Directions
How many lines in the records below contain the word "metal"? Reply with the number only.

Given data
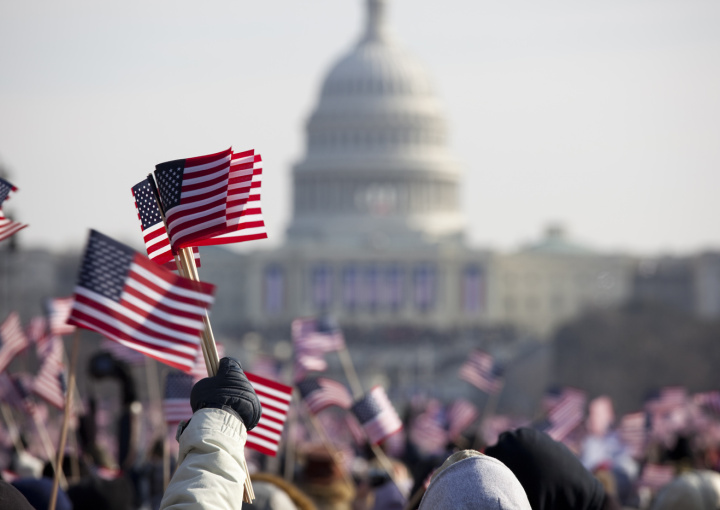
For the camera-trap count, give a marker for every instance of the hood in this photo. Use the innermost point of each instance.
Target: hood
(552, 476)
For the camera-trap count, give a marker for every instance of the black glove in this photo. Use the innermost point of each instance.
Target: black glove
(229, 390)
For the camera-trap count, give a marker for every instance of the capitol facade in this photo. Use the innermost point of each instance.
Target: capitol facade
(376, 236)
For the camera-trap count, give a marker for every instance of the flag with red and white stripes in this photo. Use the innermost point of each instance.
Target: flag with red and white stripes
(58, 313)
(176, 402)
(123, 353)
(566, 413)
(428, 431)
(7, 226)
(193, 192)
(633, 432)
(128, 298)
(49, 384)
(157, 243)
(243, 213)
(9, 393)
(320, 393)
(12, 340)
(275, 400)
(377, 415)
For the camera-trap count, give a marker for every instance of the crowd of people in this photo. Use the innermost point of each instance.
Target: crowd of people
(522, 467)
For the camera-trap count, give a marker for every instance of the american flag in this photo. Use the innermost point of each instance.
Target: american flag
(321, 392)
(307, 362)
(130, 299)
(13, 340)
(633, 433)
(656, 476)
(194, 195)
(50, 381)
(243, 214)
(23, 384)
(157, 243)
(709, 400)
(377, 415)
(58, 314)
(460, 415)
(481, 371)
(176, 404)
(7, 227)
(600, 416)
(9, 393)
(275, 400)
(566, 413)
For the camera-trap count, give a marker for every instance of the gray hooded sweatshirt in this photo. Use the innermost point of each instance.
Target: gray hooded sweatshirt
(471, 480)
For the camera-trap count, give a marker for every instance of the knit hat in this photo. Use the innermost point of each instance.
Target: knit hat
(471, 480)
---
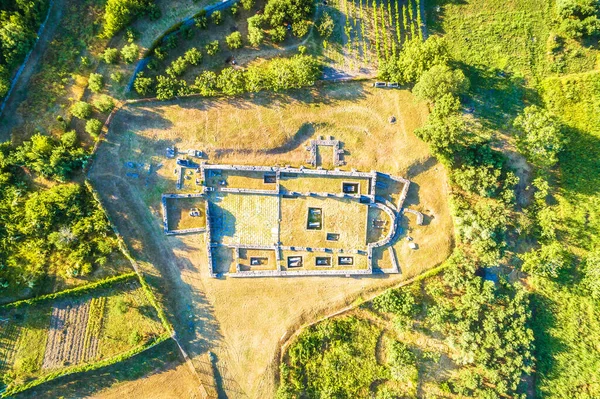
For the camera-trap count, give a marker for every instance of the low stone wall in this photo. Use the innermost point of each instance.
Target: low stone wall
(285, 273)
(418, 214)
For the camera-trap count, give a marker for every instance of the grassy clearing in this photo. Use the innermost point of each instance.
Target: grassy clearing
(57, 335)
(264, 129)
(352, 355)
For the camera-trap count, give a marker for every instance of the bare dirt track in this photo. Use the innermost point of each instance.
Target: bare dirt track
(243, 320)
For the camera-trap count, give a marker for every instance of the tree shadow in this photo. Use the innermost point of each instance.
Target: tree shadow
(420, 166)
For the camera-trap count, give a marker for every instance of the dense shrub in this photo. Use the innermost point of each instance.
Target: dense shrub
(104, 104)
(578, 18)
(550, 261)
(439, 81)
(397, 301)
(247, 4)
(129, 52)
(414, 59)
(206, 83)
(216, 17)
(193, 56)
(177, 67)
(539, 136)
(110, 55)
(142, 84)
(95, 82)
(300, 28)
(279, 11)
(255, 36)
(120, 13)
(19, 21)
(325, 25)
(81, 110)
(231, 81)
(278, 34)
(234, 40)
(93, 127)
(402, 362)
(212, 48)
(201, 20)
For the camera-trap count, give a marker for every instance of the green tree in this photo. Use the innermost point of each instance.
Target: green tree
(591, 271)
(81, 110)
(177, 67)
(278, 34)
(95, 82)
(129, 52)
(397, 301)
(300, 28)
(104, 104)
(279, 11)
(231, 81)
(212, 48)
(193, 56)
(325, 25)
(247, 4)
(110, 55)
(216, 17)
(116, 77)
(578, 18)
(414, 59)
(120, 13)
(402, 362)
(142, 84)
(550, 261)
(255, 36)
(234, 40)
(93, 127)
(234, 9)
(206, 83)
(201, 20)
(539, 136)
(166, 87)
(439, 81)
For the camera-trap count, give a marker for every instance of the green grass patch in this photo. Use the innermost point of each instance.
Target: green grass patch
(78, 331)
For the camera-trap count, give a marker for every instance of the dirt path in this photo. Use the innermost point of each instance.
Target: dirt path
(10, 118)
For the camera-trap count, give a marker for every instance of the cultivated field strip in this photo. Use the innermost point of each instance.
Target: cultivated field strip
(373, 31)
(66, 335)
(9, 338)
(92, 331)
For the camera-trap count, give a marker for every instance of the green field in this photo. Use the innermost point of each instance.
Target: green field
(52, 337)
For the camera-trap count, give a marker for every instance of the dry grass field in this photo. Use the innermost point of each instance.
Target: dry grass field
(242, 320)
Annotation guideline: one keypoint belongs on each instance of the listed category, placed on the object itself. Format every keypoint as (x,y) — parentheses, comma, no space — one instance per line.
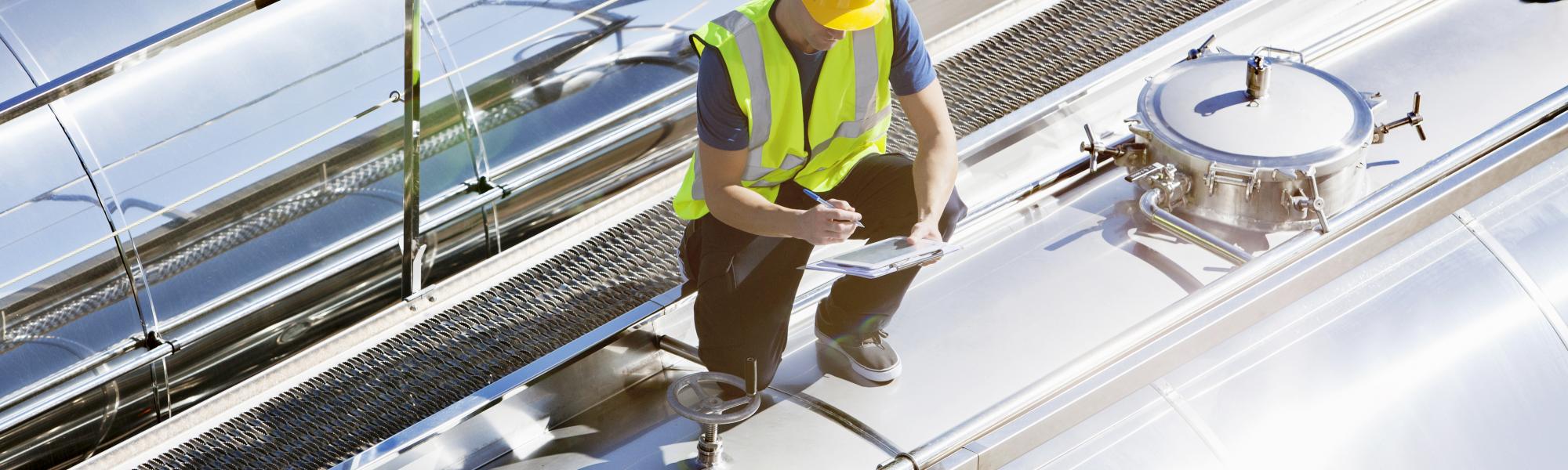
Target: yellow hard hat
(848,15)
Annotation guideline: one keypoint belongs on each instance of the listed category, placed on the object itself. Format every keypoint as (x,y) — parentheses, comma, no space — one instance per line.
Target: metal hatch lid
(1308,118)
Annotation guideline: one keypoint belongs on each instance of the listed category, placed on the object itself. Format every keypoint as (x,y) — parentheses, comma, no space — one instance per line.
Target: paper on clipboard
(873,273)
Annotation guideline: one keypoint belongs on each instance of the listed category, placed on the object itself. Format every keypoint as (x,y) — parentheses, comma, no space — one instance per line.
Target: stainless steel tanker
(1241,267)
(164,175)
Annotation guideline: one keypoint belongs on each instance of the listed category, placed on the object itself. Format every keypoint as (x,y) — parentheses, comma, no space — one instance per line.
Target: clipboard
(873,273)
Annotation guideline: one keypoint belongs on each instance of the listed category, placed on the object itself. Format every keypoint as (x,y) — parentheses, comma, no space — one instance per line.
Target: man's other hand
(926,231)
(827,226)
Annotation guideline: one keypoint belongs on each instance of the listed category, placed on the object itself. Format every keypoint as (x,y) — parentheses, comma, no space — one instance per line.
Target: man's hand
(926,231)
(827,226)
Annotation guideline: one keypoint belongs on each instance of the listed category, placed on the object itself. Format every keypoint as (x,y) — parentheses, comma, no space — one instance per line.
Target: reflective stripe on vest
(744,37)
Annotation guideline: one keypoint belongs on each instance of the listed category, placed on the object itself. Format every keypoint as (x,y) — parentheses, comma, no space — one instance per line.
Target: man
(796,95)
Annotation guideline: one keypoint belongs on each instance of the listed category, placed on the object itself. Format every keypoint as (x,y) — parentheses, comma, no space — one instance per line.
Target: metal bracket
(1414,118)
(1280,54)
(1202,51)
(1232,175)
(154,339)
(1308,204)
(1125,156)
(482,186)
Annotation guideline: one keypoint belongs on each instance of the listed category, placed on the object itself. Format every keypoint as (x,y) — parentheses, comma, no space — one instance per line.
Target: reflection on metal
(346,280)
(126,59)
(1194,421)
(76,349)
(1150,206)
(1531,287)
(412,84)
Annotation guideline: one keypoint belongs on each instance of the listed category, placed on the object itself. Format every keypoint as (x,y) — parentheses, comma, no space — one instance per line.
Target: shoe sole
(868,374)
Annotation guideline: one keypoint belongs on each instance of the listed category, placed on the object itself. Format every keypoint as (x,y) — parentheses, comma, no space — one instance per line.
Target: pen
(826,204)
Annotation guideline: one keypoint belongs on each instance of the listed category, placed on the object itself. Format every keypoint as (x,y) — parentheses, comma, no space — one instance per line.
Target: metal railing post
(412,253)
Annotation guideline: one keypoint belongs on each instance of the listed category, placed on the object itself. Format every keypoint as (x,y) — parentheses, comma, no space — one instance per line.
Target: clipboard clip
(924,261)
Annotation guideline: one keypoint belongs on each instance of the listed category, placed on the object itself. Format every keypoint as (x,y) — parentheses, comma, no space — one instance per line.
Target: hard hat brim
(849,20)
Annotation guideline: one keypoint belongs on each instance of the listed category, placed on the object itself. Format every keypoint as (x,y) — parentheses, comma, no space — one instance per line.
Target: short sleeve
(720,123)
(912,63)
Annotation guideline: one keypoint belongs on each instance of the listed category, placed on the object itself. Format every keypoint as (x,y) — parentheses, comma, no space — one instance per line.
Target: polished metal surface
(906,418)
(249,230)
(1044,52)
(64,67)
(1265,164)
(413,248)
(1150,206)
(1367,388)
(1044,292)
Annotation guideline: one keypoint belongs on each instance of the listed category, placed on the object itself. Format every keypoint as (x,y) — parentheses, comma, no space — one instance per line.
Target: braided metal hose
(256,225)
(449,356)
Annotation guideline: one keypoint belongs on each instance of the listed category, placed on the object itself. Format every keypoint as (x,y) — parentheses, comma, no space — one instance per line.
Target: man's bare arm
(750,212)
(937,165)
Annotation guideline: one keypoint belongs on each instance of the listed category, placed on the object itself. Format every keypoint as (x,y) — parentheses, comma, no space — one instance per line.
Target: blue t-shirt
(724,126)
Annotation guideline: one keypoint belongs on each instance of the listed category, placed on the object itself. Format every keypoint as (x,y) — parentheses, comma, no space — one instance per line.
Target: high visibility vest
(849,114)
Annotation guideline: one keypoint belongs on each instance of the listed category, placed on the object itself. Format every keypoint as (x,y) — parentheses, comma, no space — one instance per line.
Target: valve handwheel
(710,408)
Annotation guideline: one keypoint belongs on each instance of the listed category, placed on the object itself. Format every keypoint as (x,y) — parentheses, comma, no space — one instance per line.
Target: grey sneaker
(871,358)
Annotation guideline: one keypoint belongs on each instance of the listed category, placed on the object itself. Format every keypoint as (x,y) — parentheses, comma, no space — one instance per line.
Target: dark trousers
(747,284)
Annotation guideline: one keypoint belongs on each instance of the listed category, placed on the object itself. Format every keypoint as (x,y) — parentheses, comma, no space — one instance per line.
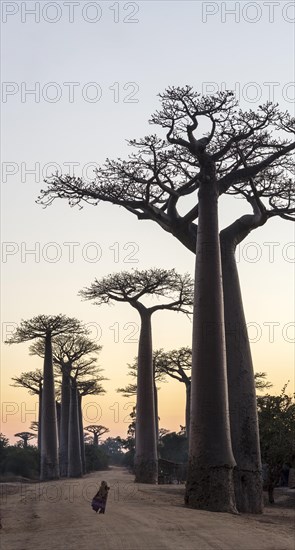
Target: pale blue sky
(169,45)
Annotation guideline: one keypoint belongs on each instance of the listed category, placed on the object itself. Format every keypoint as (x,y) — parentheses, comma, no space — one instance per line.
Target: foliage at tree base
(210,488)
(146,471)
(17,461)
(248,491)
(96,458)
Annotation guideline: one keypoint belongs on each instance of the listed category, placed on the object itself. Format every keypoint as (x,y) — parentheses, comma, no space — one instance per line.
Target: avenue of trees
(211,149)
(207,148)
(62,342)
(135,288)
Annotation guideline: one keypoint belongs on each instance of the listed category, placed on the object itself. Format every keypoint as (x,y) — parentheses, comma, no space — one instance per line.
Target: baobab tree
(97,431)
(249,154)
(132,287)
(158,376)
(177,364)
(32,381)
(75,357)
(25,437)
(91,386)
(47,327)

Full output
6